◆ **What the task requires**: Gather every line in the entries below that contains the string "sleeve" and copy each one out in full. Matching is case-sensitive.

◆ **Material for this exercise**:
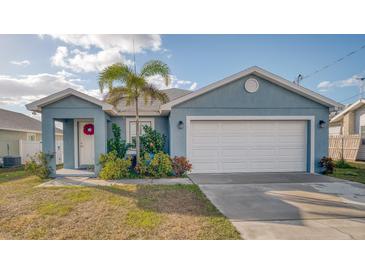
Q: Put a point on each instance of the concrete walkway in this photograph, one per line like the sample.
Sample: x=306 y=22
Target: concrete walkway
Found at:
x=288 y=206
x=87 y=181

...

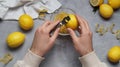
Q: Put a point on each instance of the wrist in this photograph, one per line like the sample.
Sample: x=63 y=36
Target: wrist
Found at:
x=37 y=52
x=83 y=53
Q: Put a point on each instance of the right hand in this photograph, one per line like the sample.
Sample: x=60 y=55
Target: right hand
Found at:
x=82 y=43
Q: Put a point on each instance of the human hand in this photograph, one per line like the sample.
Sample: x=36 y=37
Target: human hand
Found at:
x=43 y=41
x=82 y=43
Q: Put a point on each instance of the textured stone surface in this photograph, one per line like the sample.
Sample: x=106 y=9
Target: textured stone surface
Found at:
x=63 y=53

==

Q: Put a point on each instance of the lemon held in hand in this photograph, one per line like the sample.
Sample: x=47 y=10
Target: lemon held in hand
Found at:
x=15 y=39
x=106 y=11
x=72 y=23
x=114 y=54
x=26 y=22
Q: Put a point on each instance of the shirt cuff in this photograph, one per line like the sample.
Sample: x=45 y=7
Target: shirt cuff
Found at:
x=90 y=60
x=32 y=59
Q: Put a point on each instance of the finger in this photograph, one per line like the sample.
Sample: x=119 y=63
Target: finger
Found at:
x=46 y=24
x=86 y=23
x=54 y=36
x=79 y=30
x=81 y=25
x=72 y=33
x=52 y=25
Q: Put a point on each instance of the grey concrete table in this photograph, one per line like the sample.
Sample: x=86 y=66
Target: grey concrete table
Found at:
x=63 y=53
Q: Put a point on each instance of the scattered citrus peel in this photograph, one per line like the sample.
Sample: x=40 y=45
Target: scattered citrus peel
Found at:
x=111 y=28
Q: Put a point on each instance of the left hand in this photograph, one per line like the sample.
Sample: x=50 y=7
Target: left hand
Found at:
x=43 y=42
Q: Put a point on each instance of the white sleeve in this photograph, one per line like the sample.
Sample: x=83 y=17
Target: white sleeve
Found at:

◆ **Full output**:
Q: Put a point on each instance of the white sleeve in this photograph, one per line like the sample.
Target: white sleeve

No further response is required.